The initial information I've provided should be reasonably neutral: Not starting with the presumption they are good or bad. More advantages/disadvantages should be listed. The solutions section allows further expansion of that area. That should give enough background info to inform further discussion.

The appropriate/inappropriate use sections should be populated as best as possible, as it is that is where the actual guidance is. If there any controversial uses that cannot be put into one slot or the other, then they should be left to a community-based poll.--Nilfanion (talk) 10:43, 3 April 2013 (UTC)[reply]

Looks like a good start. However I would put the "background" section at the bottom of the page as "detailed explanation" - most visitors don't need to know this, and having read it once, they won't need to read it again if they come back to the page in future to check something. I would also use the tick/cross scheme of COM:OVERWRITE - symbols help people absorb information more quickly. Finally, some of the cases will need slightly more explanation and/or linking to explanations elsewhere (eg "disambiguation category"). Good start, thanks. Rd232 (talk) 14:08, 3 April 2013 (UTC)[reply]
Agree with all that. The tick/cross scheme strikes me as a very good idea.--Nilfanion (talk) 21:05, 3 April 2013 (UTC)[reply]
Missing in Background: Wikidata example d:Q1144392 will concentrate all interwiki links, includeing references to Commons. Half of the rationale will disappear.
Disambiguation categories: AFAIK don't exist on wikipedias, and I have my doubts on the usability of it. It takes me half to one hour of maintenance work per day, mostly to remove the overcats. Those categories are hardly updated and most of the time very incomplete. The only reason why I make them is that people don't try to move their categories to that "free" slot.
Missing: numbers: If we have a redirect of all 270 languages to commons categories, then we will have close to one billion categories. So they can launch a bot to create all possible redirects, which solves their translation problems indeed. Who will maintain that after a rename.
Missing: many words have a quite different significance in different languages: Category:Berg can be mountain and hill in several languages, a number of cities, ... This is a real problem as till recently, bots added one to two hundred of berg categories per week for mountains. Who will manage that.
Only 98 % of redirected categories are moved by bots, the others fail because of templates (institutions, other templates) or because the category description is somewhere in another template.
● ● ● ● ●
__WORK TO COMPLETE__
a) In the category discussion, what two meanings can Category:Berg have in several languages?
b) Extend the category discussion, starting right after its last sentence.

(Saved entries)
● ● ● ● ●
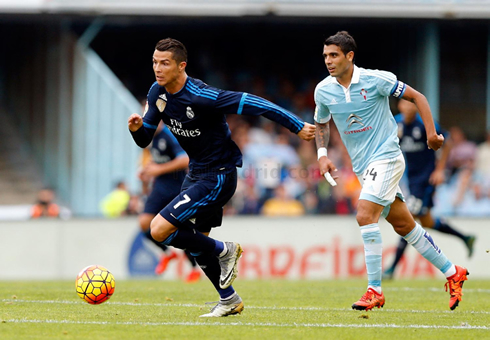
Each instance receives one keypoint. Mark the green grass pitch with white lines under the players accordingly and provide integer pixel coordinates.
(157, 309)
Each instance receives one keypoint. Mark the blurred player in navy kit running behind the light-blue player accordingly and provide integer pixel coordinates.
(424, 172)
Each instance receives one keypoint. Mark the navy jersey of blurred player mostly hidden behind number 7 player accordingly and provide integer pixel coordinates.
(165, 148)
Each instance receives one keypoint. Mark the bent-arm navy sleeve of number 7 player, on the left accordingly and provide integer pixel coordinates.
(151, 117)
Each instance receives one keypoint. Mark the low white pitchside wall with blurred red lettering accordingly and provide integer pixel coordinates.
(292, 248)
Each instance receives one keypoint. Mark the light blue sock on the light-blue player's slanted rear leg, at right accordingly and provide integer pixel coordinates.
(423, 242)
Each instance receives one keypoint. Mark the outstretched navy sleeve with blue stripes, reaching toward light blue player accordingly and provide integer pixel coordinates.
(243, 103)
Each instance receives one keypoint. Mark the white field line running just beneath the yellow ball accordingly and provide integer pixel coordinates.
(317, 309)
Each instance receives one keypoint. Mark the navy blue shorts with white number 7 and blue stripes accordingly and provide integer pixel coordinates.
(200, 203)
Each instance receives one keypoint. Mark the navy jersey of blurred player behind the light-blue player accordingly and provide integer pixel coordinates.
(420, 160)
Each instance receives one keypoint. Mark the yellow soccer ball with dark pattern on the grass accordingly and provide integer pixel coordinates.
(95, 284)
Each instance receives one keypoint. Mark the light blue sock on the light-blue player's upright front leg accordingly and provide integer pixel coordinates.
(373, 249)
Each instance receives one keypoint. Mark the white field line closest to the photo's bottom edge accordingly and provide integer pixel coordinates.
(248, 324)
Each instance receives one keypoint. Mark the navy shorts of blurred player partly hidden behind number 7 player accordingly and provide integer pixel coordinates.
(162, 193)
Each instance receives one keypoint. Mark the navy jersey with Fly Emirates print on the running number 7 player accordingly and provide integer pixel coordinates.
(196, 117)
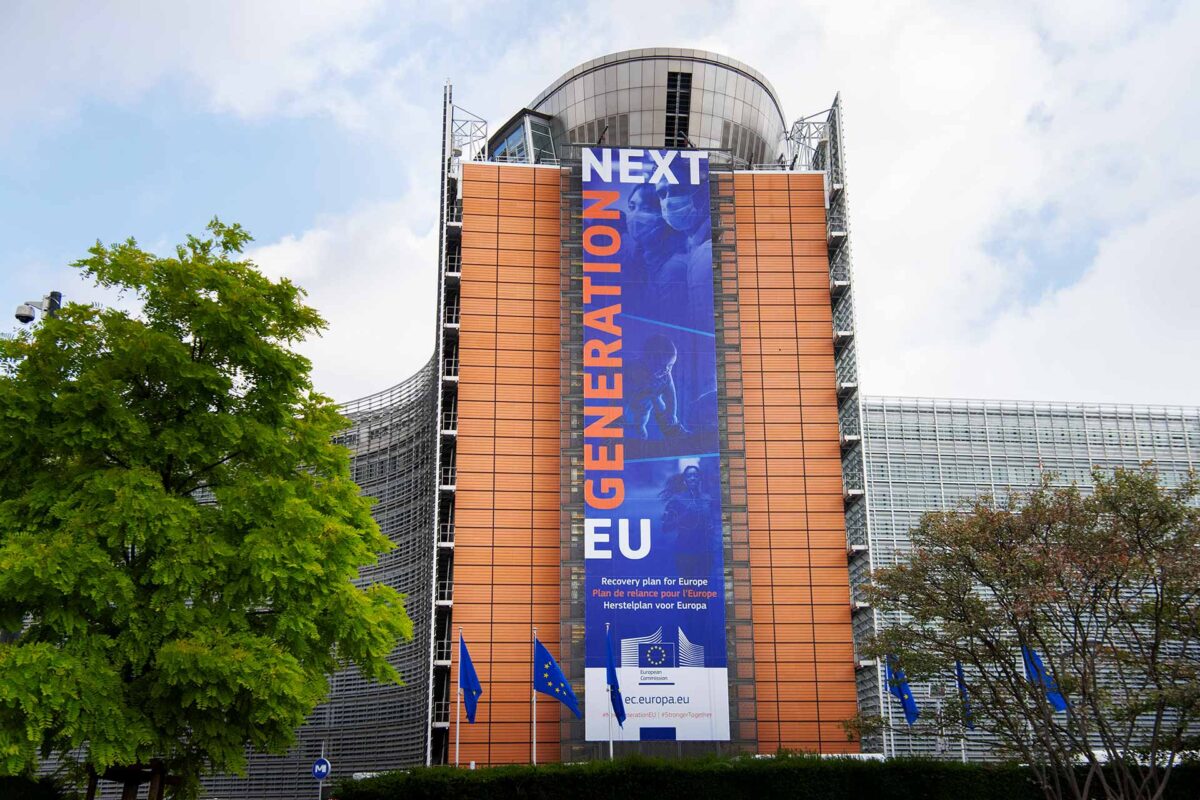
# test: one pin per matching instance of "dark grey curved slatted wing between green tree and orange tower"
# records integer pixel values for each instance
(365, 726)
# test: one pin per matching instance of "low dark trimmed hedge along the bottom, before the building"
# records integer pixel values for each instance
(759, 779)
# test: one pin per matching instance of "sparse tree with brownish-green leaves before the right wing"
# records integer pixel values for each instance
(1103, 587)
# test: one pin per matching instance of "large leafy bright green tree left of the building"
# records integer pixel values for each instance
(178, 532)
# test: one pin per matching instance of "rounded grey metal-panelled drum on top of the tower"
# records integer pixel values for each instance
(668, 98)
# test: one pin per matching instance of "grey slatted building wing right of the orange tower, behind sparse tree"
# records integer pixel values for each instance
(927, 455)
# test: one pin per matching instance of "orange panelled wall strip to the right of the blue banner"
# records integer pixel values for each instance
(797, 532)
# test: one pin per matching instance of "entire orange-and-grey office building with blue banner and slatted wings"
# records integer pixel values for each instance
(641, 428)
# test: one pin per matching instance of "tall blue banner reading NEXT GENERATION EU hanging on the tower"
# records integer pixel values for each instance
(653, 544)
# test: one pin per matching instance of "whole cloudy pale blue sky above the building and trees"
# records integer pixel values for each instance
(1023, 177)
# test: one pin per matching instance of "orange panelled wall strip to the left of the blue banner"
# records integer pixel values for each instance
(507, 495)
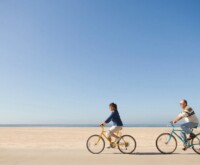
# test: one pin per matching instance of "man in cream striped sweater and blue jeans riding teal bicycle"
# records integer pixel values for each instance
(191, 121)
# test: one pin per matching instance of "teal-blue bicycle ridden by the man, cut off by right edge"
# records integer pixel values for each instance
(166, 143)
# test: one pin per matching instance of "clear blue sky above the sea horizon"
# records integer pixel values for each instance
(64, 61)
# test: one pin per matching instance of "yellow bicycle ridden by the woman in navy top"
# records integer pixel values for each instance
(96, 143)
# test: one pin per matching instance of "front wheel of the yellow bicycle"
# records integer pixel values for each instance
(95, 144)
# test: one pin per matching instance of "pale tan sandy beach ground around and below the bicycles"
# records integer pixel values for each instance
(62, 146)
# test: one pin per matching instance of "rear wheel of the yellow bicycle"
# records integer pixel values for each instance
(127, 144)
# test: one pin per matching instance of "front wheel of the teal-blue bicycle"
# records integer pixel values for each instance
(164, 145)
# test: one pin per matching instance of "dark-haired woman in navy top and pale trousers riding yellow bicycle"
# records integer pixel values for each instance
(117, 122)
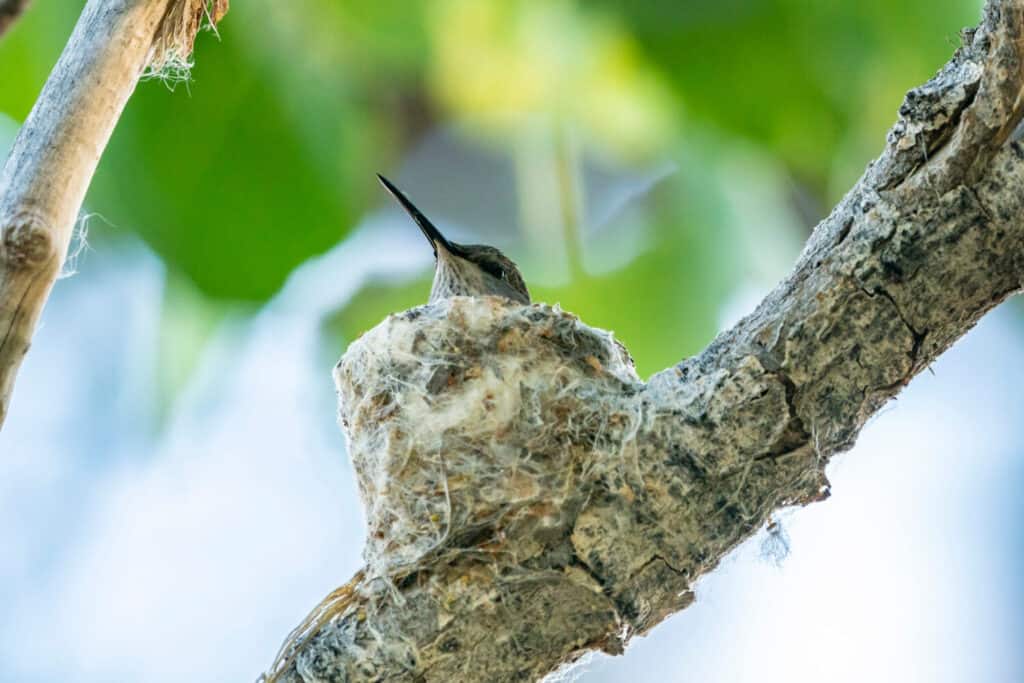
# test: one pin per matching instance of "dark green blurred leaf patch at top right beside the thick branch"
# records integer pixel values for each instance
(798, 76)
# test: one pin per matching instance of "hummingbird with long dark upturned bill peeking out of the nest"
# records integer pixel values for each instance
(464, 270)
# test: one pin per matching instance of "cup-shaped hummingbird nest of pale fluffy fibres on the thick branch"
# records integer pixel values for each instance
(471, 422)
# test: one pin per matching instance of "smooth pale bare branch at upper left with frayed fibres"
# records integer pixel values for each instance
(52, 163)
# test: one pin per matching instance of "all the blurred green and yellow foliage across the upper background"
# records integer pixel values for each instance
(267, 156)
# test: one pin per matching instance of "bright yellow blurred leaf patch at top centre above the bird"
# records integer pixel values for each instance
(498, 64)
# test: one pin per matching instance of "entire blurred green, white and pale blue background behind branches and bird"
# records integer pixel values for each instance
(175, 492)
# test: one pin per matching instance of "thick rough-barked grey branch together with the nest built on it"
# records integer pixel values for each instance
(531, 500)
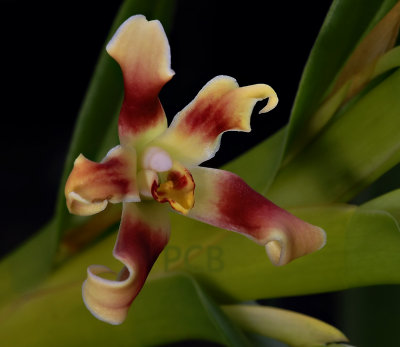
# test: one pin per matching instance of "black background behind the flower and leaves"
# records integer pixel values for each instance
(48, 53)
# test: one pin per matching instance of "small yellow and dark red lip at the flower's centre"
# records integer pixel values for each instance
(177, 188)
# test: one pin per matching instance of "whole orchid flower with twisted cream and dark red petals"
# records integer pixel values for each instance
(155, 167)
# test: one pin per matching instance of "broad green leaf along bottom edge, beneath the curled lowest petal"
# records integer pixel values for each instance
(170, 309)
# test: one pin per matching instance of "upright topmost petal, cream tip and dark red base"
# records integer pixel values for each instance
(141, 49)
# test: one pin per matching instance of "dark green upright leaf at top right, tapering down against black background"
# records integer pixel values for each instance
(347, 22)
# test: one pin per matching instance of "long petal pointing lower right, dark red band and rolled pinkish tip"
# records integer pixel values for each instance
(223, 199)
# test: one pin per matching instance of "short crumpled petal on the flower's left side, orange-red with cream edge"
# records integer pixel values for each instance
(91, 185)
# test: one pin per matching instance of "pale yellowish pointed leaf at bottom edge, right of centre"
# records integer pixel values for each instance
(295, 329)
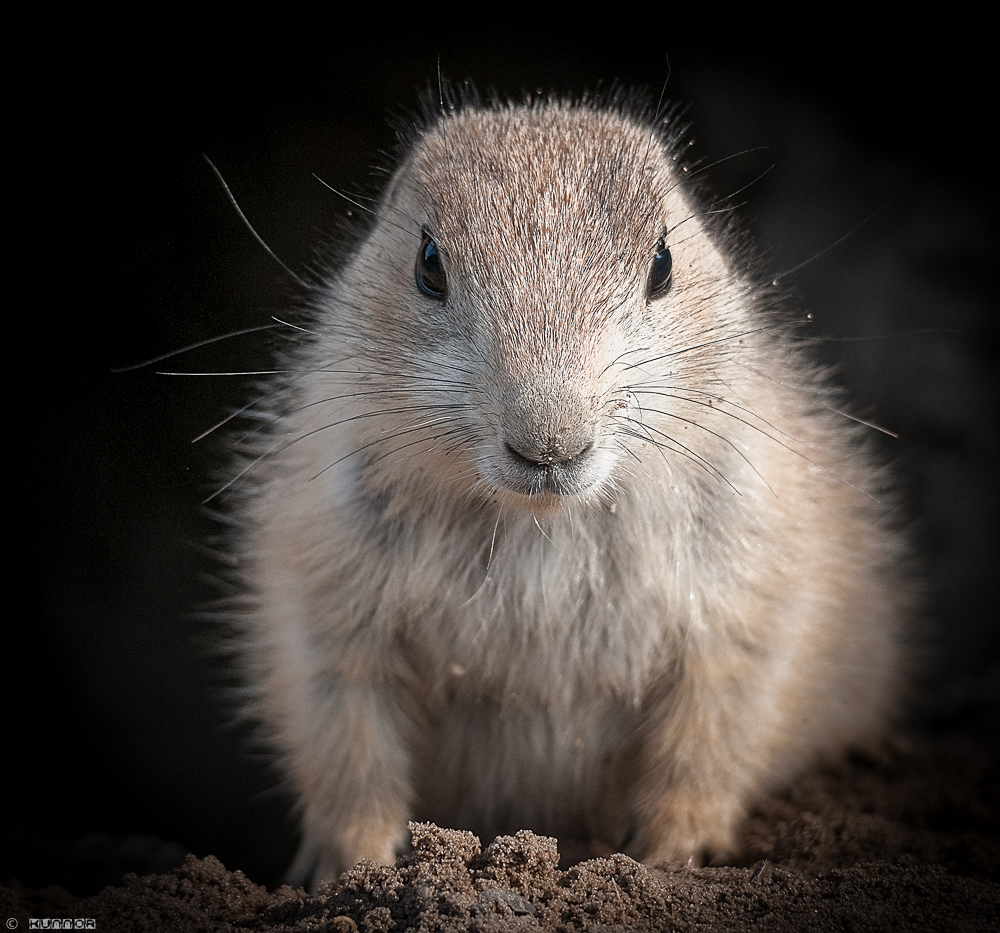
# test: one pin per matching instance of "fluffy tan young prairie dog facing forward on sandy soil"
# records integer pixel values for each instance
(554, 525)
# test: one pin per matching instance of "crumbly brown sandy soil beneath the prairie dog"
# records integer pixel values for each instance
(911, 842)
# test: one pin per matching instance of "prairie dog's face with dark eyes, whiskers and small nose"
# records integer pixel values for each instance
(542, 255)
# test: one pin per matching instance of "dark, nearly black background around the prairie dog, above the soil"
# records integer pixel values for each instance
(114, 724)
● ● ● ● ●
__ANSWERS FOR EACH ITEM__
a) It can mean mountain and hill.

b)
A substantial part of the redirected moves are overcats, especially for things like Deutschland, Arte, Chitarra, castell, ... Those are often from people that don't care about English or naming rules. Our experience is that when there are red categories, people are more inclined to correct or they appear in Special:WantedCategories where we can often trap batches of wrong categorisations and send in the right ones.
Several more comments to come later. --Foroa (talk) 14:41, 3 April 2013 (UTC)[reply]
If its missing - add it - but try to keep it short and neutral (2 sentences). In response to specifics:
Remember no matter how Wikimedia evolves we cannot correct all incoming links - as we do not control all media that may link here. Wikidata may well help with links from WP (note in the solutions).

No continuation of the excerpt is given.